◆ **PROBLEM DETAILS**
Count the lines below that contain the word "water". Give only the number.
-- start SUPPLIED INFORMATION --
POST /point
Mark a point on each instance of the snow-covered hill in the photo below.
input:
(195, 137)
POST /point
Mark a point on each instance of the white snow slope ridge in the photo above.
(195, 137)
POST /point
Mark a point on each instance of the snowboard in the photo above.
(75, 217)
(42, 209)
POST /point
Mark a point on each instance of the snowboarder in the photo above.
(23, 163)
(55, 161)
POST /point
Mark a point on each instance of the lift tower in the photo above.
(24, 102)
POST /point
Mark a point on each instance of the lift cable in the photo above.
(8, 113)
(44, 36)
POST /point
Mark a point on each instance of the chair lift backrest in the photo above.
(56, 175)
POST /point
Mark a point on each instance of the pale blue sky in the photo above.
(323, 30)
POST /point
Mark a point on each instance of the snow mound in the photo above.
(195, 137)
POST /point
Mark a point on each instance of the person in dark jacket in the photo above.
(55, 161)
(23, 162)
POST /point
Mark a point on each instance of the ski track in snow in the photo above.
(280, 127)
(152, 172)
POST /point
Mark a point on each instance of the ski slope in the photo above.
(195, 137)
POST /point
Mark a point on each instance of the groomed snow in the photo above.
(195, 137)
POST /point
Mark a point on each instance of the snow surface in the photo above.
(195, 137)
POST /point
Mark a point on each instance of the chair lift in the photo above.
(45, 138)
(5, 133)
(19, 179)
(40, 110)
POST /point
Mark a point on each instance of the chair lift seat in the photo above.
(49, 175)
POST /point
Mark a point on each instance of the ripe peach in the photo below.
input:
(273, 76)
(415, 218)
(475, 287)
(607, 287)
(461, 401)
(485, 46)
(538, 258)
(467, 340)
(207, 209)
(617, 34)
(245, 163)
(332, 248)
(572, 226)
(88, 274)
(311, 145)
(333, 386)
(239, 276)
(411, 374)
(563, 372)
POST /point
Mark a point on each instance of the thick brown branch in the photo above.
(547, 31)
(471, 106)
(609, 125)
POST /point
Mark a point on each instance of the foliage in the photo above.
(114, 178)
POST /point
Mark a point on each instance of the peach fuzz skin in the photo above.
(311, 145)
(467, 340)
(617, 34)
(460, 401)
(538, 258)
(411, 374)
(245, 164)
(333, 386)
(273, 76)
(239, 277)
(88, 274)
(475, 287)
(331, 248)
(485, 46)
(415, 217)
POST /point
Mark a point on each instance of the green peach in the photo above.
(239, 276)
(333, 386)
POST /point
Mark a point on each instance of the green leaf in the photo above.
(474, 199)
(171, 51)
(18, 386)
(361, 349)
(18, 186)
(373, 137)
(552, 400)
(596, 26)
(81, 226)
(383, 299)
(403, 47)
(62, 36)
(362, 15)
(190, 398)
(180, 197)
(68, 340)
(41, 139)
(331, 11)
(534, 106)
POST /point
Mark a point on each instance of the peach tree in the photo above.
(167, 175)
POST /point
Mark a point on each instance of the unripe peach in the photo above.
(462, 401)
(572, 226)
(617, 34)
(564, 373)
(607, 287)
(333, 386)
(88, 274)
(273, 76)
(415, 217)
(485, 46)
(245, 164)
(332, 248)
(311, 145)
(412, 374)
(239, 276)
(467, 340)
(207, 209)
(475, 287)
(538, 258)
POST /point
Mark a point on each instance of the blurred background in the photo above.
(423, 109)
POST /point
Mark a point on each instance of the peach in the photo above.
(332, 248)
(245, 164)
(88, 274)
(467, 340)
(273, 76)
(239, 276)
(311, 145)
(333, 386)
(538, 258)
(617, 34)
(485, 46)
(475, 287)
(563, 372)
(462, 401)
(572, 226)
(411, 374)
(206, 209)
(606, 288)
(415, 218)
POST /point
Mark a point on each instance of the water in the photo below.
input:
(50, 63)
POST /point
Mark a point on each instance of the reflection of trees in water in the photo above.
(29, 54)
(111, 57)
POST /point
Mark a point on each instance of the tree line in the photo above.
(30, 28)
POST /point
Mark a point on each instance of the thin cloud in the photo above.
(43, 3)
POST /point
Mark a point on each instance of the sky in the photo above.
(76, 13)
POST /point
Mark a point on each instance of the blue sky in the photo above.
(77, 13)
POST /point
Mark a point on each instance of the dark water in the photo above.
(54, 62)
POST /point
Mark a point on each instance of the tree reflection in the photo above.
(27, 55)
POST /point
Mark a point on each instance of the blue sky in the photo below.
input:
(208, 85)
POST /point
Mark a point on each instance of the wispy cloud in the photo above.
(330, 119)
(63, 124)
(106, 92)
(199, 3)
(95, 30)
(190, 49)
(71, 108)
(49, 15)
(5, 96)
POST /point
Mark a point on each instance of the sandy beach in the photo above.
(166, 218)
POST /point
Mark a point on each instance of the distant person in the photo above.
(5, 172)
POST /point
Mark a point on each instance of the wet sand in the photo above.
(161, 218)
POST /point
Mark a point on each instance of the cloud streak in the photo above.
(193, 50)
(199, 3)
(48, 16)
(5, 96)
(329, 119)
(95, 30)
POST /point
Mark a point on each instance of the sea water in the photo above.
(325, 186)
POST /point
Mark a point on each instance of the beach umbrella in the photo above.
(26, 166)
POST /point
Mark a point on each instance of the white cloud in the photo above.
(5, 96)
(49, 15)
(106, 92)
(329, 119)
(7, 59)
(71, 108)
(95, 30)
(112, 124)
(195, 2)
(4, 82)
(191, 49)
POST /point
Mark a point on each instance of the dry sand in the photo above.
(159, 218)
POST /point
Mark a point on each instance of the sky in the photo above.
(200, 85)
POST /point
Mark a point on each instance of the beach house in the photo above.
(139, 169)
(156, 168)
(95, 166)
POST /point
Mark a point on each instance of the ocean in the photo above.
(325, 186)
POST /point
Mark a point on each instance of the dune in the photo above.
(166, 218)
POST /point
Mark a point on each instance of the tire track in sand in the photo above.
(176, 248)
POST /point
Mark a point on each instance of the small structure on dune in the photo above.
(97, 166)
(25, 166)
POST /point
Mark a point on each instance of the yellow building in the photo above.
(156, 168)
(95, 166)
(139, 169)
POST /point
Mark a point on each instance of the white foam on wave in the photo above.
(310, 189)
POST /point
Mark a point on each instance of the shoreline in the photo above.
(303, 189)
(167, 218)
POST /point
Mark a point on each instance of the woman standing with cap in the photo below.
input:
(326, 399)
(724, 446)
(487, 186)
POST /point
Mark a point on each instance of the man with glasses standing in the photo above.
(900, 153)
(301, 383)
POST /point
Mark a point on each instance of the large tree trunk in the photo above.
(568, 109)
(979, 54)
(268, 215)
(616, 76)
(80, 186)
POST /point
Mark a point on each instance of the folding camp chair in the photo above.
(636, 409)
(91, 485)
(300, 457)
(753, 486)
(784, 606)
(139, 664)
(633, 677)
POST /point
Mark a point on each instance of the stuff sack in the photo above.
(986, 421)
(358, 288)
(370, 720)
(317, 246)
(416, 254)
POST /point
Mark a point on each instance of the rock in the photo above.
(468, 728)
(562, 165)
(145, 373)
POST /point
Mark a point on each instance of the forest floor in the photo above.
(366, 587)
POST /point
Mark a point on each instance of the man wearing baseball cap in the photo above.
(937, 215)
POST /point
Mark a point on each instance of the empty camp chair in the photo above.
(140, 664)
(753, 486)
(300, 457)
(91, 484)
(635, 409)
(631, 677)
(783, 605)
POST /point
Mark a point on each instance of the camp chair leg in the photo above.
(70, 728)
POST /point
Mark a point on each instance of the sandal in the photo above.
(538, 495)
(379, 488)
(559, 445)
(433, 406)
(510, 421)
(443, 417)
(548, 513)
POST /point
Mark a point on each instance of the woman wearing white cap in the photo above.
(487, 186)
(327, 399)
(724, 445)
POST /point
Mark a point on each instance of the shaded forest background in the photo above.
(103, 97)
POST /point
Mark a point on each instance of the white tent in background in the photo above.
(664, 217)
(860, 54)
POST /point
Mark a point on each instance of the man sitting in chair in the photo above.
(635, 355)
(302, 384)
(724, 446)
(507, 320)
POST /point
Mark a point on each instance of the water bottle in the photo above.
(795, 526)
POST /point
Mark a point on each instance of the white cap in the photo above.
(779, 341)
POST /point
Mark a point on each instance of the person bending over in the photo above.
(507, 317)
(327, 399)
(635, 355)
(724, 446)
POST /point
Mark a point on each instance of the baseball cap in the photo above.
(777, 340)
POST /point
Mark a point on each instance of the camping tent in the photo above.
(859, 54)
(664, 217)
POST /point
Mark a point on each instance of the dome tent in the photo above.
-- end SUPPLIED INFORMATION --
◆ **ANSWER TO THE PROBLEM**
5